ACTIONS TO TAKE
• A. In the article on Richmond's anti-violence program, explain how the approach of the Office of Neighborhood Safety differs from the way violence has historically been handled.
• B. Answer these questions from the article on Richmond's anti-violence program:
(i) How many people live in Richmond?
(ii) What was Richmond's murder rate in 2007?
(iii) Who is the program director?
• C. Please quote the article on Richmond's anti-violence program starting at "And it's needed." and ending at "per 100,000 residents.".

SELECTED TEXT
A California city is paying would-be murderers not to shoot anybody - and it's working
These are "the most lethal (or potentially lethal) young men in our city," says program director Devone Boggan. "Young men that we believe will be involved as a shooter or a victim of gunfire within a 6-12 month period."
Once these men are identified by Boggan and his team, they'll start building a rapport. Then, when the relationship is there, Boggan's team makes a pitch: we'll pay you to get your life on track - and stay out of gunfire.
It's a simple and radical tactic.
And it's needed.
According to the Violence Policy Center, the second-leading cause of death of people aged 10 to 24 in the state of California is homicide. For African Americans of the same age range, it's the leading cause.
The body count is especially bad in Richmond, an East Bay city of 103,000 people that sits 17 miles northeast of San Francisco. It was once a city where you could get shot for trying to buy a bag of chips at the wrong place.
In 2007, Richmond was one of the most deadly places in the US, with a murder rate of 45.9 per 100,000 residents, putting it just below murder capitals like Flint, Michigan and New Orleans, Louisiana. Other California cities of the same size had a murder rate of 4.7 per 100,000 residents.
That same year, the city launched a public-private partnership called the Office of Neighborhood Safety.
The idea: find the most dangerous people in Richmond, and pay them to get their lives on track.
As Tim Murphy notes on Mother Jones, the operating metaphor here is violence as disease. Historically, the epidemic of violence has been treated by quarantine - that is, locking people up in prison. But ONS represents a different approach: "inoculating" the people who carry the "disease" of violence, and hopefully stabilizing communities - potentially the entire city- in the process.

SUPPLIED INFORMATION
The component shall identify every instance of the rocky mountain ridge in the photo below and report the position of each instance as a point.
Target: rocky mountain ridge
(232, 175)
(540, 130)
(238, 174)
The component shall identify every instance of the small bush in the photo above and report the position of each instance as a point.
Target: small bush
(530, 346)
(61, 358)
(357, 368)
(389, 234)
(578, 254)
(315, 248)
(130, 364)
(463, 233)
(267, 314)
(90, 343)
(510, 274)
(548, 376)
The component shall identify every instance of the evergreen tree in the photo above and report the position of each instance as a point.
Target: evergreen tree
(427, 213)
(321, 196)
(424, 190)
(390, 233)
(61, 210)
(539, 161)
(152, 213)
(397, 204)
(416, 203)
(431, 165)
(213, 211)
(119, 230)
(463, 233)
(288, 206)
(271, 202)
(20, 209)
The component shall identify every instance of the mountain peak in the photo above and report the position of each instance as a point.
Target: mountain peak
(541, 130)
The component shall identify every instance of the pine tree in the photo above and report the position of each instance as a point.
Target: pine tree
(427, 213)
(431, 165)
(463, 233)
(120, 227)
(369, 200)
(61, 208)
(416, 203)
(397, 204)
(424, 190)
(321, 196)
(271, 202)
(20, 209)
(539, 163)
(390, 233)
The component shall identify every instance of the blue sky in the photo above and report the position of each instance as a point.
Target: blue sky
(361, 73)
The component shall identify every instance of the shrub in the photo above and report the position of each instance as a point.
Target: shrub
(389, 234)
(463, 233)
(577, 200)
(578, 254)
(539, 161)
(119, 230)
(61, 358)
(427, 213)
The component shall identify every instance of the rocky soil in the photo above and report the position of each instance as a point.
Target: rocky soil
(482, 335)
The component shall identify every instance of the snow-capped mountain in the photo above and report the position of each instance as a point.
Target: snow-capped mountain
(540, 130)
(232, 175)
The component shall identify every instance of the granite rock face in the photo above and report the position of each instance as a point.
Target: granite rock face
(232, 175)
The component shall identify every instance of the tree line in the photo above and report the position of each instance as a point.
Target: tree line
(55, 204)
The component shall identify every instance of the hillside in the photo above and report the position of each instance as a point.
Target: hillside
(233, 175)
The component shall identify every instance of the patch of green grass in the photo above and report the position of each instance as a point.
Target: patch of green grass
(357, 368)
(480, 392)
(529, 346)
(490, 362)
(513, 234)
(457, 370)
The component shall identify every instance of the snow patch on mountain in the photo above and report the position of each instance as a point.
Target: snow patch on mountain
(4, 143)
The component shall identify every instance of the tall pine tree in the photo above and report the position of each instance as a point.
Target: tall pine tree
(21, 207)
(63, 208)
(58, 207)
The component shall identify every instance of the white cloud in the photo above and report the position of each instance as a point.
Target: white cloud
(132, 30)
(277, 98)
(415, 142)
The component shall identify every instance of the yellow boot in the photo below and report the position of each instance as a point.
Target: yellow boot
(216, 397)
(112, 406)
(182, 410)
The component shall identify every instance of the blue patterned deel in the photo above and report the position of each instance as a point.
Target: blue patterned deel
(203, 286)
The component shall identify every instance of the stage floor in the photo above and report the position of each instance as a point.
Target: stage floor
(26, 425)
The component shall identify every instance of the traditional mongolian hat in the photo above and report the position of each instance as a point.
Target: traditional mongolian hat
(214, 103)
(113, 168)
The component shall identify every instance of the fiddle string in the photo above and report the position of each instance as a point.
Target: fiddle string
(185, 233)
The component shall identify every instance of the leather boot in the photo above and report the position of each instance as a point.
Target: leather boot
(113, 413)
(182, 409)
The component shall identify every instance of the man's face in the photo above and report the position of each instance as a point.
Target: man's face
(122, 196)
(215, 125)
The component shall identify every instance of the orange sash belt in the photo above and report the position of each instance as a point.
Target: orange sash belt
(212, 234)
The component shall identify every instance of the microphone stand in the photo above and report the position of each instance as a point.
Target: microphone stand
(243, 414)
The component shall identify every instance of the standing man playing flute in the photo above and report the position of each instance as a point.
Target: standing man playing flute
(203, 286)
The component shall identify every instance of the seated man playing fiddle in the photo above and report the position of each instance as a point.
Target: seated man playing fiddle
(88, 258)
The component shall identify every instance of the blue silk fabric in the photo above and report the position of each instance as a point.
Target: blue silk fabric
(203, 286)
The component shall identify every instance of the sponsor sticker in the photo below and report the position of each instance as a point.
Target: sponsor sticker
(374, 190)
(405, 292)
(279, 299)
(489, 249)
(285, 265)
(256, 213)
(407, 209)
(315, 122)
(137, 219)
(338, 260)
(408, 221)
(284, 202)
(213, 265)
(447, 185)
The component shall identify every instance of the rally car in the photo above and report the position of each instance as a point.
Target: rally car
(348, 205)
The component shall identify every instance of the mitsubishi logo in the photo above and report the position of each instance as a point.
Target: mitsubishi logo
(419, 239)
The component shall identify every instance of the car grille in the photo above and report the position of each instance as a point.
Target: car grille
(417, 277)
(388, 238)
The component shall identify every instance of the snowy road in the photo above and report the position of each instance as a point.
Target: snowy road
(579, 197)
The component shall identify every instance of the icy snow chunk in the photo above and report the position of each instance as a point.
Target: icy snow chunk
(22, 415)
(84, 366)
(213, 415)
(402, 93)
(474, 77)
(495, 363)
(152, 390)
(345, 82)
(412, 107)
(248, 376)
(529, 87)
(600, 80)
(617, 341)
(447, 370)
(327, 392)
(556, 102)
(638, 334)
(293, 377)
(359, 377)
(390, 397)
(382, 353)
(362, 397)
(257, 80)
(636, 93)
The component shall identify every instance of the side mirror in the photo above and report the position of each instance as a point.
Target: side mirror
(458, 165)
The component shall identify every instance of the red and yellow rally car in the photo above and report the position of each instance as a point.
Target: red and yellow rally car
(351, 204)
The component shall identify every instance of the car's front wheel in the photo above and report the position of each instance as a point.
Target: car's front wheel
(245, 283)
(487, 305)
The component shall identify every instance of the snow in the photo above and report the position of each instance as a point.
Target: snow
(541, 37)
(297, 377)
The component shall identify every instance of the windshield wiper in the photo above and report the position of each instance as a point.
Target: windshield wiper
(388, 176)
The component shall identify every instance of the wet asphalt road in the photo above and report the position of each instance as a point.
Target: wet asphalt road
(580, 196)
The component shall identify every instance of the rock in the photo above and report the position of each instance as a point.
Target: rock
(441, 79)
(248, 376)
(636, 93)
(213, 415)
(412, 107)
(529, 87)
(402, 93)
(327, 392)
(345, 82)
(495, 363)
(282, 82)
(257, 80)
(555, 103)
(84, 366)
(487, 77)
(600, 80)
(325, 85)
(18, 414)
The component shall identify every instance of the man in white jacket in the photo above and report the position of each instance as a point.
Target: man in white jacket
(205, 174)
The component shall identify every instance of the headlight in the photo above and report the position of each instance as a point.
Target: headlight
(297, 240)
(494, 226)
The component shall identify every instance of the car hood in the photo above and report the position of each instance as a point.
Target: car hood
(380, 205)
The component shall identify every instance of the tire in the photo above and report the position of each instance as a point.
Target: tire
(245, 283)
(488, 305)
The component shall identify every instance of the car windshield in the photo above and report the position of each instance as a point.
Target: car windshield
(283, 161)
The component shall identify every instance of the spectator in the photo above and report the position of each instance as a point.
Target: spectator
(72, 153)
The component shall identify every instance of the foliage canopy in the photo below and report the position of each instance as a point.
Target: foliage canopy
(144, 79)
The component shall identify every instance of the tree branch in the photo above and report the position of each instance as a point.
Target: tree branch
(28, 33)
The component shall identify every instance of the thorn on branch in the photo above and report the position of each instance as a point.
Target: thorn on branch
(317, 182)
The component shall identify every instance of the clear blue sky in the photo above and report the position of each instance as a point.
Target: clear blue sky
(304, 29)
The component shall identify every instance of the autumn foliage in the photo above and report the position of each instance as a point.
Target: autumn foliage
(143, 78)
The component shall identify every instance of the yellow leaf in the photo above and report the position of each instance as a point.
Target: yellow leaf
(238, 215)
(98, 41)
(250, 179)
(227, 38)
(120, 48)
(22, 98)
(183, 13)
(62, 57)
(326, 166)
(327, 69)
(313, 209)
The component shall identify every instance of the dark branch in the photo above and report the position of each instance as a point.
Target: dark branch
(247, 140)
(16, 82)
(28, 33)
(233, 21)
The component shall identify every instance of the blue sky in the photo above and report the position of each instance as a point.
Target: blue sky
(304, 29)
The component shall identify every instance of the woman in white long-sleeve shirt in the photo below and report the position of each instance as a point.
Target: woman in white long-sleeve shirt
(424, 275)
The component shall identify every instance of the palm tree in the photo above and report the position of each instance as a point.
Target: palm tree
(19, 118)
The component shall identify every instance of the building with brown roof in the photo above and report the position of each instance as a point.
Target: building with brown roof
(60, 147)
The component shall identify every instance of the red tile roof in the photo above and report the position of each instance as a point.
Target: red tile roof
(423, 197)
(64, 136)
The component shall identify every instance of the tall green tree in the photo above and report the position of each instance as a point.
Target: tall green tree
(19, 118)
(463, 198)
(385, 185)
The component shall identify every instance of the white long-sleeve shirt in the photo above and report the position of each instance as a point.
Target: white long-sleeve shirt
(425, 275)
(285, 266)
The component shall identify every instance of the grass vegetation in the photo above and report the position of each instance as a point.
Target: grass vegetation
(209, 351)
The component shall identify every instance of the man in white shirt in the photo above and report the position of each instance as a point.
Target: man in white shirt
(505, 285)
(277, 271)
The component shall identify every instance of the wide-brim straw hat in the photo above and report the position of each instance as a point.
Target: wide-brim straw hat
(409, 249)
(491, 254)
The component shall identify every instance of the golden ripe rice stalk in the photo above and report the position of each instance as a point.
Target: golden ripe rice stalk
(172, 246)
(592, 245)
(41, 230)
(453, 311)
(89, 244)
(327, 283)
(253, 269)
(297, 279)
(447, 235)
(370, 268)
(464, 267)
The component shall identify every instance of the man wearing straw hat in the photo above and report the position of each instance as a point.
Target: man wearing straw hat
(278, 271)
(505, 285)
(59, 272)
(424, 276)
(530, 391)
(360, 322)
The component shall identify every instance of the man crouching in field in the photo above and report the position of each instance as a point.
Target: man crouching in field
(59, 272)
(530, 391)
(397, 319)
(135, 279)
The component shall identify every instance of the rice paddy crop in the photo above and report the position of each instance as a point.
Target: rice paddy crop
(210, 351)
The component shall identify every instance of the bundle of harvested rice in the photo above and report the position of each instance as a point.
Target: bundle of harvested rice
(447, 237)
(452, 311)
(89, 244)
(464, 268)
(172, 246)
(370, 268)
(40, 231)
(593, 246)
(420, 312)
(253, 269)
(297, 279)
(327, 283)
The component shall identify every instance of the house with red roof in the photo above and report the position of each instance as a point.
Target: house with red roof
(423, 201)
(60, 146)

ANSWERS TO THE TASKS
• A. The program treats violence as a disease. In the past that disease was handled by quarantine, meaning locking people up in prison. The Office of Neighborhood Safety instead tries to "inoculate" the people who carry violence, with the hope of stabilizing communities and possibly the whole city.

• B.
(i) 103,000
(ii) 45.9 per 100,000 residents
(iii) Devone Boggan

• C.
And it's needed.
According to the Violence Policy Center, the second-leading cause of death of people aged 10 to 24 in the state of California is homicide. For African Americans of the same age range, it's the leading cause.
The body count is especially bad in Richmond, an East Bay city of 103,000 people that sits 17 miles northeast of San Francisco. It was once a city where you could get shot for trying to buy a bag of chips at the wrong place.
In 2007, Richmond was one of the most deadly places in the US, with a murder rate of 45.9 per 100,000 residents, putting it just below murder capitals like Flint, Michigan and New Orleans, Louisiana. Other California cities of the same size had a murder rate of 4.7 per 100,000 residents.